* **PROBLEM TO WORK ON**
Copy each line below in which the string "molding" occurs.

* **MATERIAL FOR THE TASK**
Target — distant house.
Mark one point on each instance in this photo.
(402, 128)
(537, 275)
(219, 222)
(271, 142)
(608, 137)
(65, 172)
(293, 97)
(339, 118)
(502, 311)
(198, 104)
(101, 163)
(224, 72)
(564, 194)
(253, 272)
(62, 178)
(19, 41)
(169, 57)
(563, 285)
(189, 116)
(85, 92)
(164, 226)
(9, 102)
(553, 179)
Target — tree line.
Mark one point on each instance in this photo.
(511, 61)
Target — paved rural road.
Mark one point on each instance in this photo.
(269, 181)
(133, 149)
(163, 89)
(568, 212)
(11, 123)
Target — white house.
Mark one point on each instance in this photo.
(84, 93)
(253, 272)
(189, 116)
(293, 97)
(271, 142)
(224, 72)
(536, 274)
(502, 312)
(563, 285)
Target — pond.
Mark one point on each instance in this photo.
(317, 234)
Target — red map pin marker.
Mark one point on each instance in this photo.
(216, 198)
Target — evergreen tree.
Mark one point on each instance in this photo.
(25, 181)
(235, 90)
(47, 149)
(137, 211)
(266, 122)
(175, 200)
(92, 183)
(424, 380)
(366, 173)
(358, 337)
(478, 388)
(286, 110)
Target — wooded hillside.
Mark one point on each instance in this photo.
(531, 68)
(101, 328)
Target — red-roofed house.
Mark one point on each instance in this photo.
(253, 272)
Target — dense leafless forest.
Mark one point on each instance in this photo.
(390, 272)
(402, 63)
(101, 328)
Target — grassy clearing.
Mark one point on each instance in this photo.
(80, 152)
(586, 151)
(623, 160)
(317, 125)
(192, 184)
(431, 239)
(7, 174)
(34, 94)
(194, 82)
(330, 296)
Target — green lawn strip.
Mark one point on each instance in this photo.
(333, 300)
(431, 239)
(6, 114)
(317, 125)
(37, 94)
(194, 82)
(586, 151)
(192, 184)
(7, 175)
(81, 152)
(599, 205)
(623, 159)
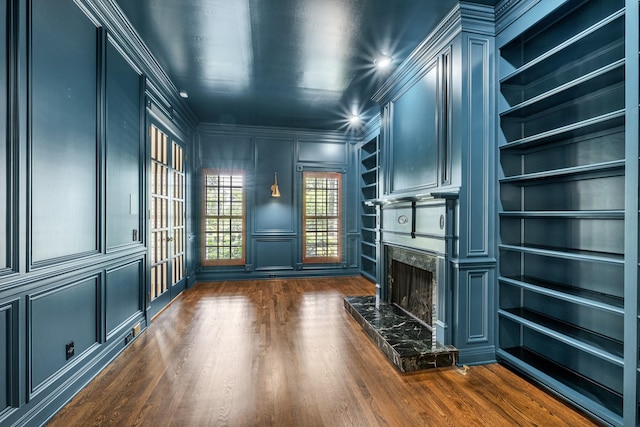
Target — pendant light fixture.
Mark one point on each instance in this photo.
(275, 192)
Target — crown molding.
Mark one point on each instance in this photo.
(120, 30)
(463, 17)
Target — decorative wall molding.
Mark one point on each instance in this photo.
(112, 16)
(462, 17)
(212, 129)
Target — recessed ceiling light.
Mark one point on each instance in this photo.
(383, 61)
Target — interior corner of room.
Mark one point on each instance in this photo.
(476, 162)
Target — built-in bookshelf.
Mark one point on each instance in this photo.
(562, 220)
(369, 169)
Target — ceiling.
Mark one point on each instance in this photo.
(283, 63)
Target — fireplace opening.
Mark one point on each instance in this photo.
(412, 283)
(412, 290)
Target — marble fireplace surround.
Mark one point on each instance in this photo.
(412, 279)
(407, 338)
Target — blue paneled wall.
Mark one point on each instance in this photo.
(274, 242)
(75, 92)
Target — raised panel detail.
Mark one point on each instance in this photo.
(322, 152)
(478, 147)
(274, 214)
(478, 307)
(5, 227)
(124, 290)
(123, 151)
(226, 151)
(7, 365)
(57, 317)
(64, 202)
(414, 134)
(273, 254)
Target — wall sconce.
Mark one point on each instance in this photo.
(275, 192)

* **WORKED SOLUTION**
Target — crown molding.
Target — decorative wall molding.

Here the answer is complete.